## START TEXT TO READ
A prime example, he says, is the heated reaction to revelations about John F. Kennedy’s marital infidelities. The author dwells at length on these liaisons but does not judge them critically in “Harlot’s Ghost.”

“I’m no better than Jack Kennedy and never have been,” he says. “And I think there’s a certain envy in people’s relations to him. People say, well, how dare he have all those mistresses, isn’t it enough that he was President?

“But I feel that . . . he probably felt that one was no good without the other. That if he was going to function well as President, he’d have to have a certain sense of intrigue in his life as well.”

It must have been hell on Kennedy’s wife, Mailer admits, but Kennedy was not the only world leader to have mistresses. And while he’s on the subject of women, the author suggests that his legendary feud with feminists has been tempered. In fact, he says he’s actually learned something from the women’s movement.

That may be hard to believe for those who recall Mailer’s nasty debate with feminist leaders in 1971 at New York’s Town Hall. As boos filled the room, Mailer defended a line he wrote in “The Prisoner of Sex” that has come to haunt him: “The prime responsibility of a woman is to be on Earth long enough to find the best mate for herself and conceive children who will improve the species.”

His novels are still filled with male-bonding fantasies and lascivious odes to the female form. But time marches on. In “Harlot’s Ghost,” Mailer depicts a brilliant woman, Kittredge Gardiner, whose promising CIA career is throttled by jealous, patronizing men. He credits the women’s movement for his evolution as a man and as a writer.

Advertisement

“I had to go through the experience of seeing, of being forced by the women to look at things from a woman’s point of view . . . so in that sense, yes, I think the women’s movement had an effect on my thinking.”

Unfortunately, Mailer says, the women have not met him halfway. “They still think there’s just one gender that’s human, not two. I’d like to find a feminist who really liked men.”

He smiles at the line, knowing that it’s likely to kindle a controversy somewhere. Asked how long he’ll keep writing, the author lapses into an uncharacteristic silence. Some critics wonder if a man pushing 70 can produce another epic novel in the time he has left. Or if he even has the will.

“Well, I’d like to be able to keep writing for as long as I live,” Mailer says, his eyes momentarily cloudy. “Whether I’ll be able to, I don’t know.”
## END TEXT TO READ
> [TASKS TO COMPLETE]:
1. Answer these questions from the Mailer article:
(a) In what year and at what venue did Mailer debate feminist leaders?
(b) Which character in "Harlot's Ghost" has a promising CIA career throttled by jealous, patronizing men?
(c) What age is Mailer described as pushing?
2. Write out the part of the Mailer article that begins at the words "That may be" and stops after "as a writer.".
## START INFORMATION SHOWN
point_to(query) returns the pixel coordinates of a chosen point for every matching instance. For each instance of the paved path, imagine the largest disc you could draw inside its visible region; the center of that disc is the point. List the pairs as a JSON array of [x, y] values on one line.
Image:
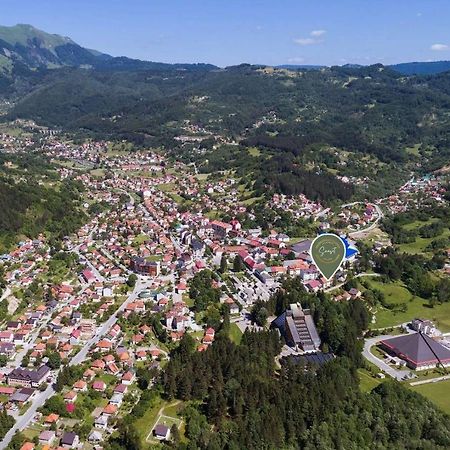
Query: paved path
[[41, 397], [359, 275], [360, 233], [398, 374], [430, 380]]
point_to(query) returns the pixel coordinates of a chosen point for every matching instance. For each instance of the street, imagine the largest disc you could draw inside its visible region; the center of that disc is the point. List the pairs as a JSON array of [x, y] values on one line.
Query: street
[[41, 397]]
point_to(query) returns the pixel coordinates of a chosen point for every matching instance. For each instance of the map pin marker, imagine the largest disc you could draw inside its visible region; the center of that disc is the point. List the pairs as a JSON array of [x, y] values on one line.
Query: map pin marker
[[327, 252]]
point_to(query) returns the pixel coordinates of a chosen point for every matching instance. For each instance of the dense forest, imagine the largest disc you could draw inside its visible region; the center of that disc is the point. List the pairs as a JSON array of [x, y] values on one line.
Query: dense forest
[[29, 206], [303, 122], [236, 396]]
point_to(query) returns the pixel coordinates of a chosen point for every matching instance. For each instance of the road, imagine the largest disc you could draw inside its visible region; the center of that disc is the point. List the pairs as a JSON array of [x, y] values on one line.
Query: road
[[397, 374], [5, 294], [41, 397], [359, 275], [360, 233]]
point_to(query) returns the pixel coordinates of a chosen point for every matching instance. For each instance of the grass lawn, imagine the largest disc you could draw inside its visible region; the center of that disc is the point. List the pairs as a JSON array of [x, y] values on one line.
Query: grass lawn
[[417, 224], [419, 245], [160, 412], [140, 239], [414, 150], [366, 381], [235, 333], [437, 393], [166, 187], [253, 151], [146, 422], [416, 307], [98, 173]]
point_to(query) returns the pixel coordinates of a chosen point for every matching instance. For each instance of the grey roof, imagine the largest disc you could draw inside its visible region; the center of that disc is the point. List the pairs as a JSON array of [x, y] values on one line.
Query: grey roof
[[68, 438], [418, 348], [161, 430], [298, 327], [33, 376], [302, 247], [309, 359]]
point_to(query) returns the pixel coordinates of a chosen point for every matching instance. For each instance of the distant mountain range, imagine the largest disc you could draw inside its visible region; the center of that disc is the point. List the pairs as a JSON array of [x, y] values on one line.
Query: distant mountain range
[[25, 47], [422, 68]]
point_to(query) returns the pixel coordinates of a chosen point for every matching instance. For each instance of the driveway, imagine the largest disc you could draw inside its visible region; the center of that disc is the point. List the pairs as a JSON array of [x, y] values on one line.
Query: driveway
[[398, 374]]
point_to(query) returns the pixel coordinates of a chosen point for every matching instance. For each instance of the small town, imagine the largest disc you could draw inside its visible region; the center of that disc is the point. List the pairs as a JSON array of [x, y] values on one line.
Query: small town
[[88, 325]]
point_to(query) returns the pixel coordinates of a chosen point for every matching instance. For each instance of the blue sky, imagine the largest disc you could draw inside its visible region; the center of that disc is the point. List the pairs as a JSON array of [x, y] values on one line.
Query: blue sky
[[226, 32]]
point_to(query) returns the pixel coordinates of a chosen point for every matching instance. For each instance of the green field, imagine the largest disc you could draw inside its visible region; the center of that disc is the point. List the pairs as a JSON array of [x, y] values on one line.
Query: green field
[[366, 381], [253, 151], [414, 150], [160, 412], [438, 393], [416, 307], [419, 245], [235, 333], [418, 223]]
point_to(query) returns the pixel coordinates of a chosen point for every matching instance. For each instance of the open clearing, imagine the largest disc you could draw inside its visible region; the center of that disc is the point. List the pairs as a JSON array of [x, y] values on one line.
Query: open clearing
[[416, 307], [438, 393]]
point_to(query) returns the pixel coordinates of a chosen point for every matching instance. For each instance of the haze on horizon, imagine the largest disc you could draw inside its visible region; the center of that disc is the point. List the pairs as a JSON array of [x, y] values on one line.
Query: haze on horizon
[[259, 32]]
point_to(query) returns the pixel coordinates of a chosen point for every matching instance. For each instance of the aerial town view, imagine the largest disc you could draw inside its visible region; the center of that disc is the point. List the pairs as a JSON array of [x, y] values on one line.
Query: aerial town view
[[221, 253]]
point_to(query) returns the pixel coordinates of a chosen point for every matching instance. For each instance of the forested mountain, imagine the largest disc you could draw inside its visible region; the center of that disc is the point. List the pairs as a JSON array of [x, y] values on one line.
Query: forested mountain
[[30, 207], [24, 47], [301, 120], [422, 68]]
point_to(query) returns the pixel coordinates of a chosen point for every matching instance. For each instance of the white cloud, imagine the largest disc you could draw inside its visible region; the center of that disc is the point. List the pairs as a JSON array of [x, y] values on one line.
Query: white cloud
[[315, 38], [296, 60], [317, 33], [305, 41], [439, 47]]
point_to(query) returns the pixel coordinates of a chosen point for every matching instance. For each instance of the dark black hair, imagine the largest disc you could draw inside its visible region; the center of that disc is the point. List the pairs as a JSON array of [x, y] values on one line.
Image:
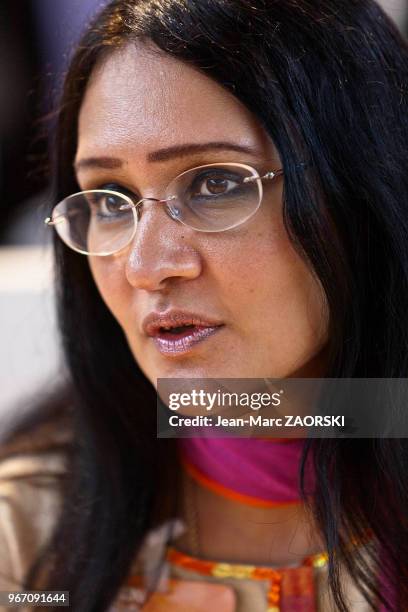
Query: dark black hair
[[329, 82]]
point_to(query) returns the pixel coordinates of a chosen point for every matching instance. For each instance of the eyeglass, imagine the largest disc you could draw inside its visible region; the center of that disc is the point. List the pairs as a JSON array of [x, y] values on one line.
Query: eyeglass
[[210, 198]]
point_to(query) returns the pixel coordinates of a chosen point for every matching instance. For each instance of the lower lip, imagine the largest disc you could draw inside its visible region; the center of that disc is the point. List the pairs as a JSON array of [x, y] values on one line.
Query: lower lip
[[176, 344]]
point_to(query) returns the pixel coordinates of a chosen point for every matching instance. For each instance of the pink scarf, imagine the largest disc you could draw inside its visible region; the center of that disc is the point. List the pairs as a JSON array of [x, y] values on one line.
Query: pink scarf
[[259, 472], [262, 472]]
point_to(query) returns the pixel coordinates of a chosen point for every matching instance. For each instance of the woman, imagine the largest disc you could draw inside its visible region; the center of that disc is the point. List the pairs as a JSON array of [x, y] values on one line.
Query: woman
[[305, 276]]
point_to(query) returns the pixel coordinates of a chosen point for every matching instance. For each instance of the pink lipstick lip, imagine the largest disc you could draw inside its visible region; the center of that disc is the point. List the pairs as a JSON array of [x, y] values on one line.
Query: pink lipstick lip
[[185, 341], [195, 328], [154, 323]]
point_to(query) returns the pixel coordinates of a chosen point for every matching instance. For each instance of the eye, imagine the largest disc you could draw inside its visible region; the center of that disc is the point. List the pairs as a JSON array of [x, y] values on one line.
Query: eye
[[109, 205], [215, 183]]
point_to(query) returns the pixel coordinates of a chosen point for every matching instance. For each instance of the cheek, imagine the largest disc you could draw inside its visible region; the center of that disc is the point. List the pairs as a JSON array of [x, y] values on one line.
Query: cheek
[[275, 300], [110, 279]]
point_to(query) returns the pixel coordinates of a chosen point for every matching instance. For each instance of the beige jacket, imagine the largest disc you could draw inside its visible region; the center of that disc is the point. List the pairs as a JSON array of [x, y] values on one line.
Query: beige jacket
[[29, 503]]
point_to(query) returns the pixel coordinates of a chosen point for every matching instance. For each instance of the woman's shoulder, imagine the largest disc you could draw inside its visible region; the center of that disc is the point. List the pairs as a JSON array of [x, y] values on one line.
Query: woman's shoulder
[[33, 467]]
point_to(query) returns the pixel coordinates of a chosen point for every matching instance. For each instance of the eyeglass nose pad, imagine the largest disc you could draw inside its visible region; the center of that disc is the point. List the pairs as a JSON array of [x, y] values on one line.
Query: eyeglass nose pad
[[138, 208], [173, 210]]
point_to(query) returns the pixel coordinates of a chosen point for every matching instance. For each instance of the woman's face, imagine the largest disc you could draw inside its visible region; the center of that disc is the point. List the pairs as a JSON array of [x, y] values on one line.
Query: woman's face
[[261, 310]]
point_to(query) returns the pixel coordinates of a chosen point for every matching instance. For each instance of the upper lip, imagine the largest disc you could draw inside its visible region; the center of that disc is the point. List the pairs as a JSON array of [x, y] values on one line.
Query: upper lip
[[154, 321]]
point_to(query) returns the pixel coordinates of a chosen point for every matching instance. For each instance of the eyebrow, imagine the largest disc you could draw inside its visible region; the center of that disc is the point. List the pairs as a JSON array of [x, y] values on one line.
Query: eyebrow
[[112, 163]]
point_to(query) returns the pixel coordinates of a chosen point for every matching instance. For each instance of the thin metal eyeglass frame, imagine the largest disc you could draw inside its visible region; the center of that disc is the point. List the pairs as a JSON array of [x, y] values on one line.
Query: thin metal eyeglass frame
[[136, 206]]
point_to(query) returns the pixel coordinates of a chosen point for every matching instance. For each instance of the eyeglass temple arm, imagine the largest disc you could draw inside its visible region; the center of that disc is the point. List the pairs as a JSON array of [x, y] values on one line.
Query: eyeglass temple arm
[[267, 177]]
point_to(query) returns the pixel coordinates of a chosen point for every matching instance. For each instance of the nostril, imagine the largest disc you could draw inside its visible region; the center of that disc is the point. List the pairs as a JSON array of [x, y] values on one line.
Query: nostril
[[173, 211]]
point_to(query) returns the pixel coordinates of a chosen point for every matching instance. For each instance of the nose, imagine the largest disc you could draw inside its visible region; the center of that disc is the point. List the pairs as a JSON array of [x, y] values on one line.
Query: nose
[[161, 251]]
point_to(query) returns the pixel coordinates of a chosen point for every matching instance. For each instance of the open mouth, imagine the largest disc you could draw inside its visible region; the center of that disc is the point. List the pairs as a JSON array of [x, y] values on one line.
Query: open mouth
[[176, 340]]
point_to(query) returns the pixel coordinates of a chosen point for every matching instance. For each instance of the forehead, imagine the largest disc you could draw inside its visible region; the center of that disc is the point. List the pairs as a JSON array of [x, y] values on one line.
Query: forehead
[[140, 96]]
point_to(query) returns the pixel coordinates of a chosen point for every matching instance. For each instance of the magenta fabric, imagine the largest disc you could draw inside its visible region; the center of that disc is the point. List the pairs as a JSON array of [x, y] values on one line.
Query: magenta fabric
[[261, 468]]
## END INFORMATION SHOWN
> [PER-TASK OUTPUTS]:
1.
(a) 1971, at New York's Town Hall
(b) Kittredge Gardiner
(c) 70

2.
That may be hard to believe for those who recall Mailer’s nasty debate with feminist leaders in 1971 at New York’s Town Hall. As boos filled the room, Mailer defended a line he wrote in “The Prisoner of Sex” that has come to haunt him: “The prime responsibility of a woman is to be on Earth long enough to find the best mate for herself and conceive children who will improve the species.”

His novels are still filled with male-bonding fantasies and lascivious odes to the female form. But time marches on. In “Harlot’s Ghost,” Mailer depicts a brilliant woman, Kittredge Gardiner, whose promising CIA career is throttled by jealous, patronizing men. He credits the women’s movement for his evolution as a man and as a writer.